◆ Task statement:
Starting from the line that holds "Where can the smiling", print every line through the end of the records, first and last included.

*** Source data

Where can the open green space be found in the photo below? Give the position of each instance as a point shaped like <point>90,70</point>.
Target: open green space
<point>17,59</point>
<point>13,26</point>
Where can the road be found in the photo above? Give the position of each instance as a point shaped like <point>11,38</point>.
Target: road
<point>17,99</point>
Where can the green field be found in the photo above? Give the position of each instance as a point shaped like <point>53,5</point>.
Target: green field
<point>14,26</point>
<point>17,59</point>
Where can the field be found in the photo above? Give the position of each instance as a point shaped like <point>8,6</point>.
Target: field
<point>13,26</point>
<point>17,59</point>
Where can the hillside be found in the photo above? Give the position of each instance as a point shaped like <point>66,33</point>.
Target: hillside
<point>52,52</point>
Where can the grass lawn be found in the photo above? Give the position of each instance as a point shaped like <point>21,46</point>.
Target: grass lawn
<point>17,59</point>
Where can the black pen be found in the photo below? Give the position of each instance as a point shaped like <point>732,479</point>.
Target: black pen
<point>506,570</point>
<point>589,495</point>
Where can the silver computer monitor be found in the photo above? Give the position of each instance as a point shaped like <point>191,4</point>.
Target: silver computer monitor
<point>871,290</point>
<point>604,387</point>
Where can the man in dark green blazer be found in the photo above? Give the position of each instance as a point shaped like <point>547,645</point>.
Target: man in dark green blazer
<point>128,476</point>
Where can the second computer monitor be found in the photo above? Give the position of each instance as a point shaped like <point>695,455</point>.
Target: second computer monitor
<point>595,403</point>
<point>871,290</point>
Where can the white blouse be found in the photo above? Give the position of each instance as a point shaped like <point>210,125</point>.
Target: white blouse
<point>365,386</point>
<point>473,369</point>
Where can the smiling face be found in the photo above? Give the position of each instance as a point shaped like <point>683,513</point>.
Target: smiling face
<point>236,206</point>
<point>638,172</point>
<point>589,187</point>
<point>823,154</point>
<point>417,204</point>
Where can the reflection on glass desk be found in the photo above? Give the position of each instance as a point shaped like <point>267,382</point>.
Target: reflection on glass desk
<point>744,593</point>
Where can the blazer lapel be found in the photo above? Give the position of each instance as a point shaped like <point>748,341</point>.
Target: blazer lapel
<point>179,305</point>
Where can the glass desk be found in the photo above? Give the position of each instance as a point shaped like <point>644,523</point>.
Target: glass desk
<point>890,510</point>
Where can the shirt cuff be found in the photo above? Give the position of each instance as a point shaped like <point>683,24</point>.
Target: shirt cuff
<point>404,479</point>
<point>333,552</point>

******

◆ Answer space:
Where can the smiling face be found in the photo above? Give the position of each instance as a point shaped like <point>683,513</point>.
Target: smiling face
<point>236,206</point>
<point>638,172</point>
<point>589,187</point>
<point>823,154</point>
<point>417,204</point>
Where can the reflection on glass desk be found in the photo above? Give the position of each instance as a point shaped like <point>267,382</point>.
Target: reflection on glass desk
<point>744,593</point>
Where can the blazer lapel be found in the photo above? Give the position of each instance as a point shaped like <point>748,341</point>.
Target: blazer lapel
<point>179,305</point>
Where can the glass desk be found in the photo above? Give the position of each instance as a point shaped like <point>644,523</point>.
Target: glass desk
<point>890,510</point>
Where can the shirt cuff be found in the photo above? Give the position of each instance as a point shaped like <point>683,24</point>.
Target: shirt cuff
<point>404,479</point>
<point>333,552</point>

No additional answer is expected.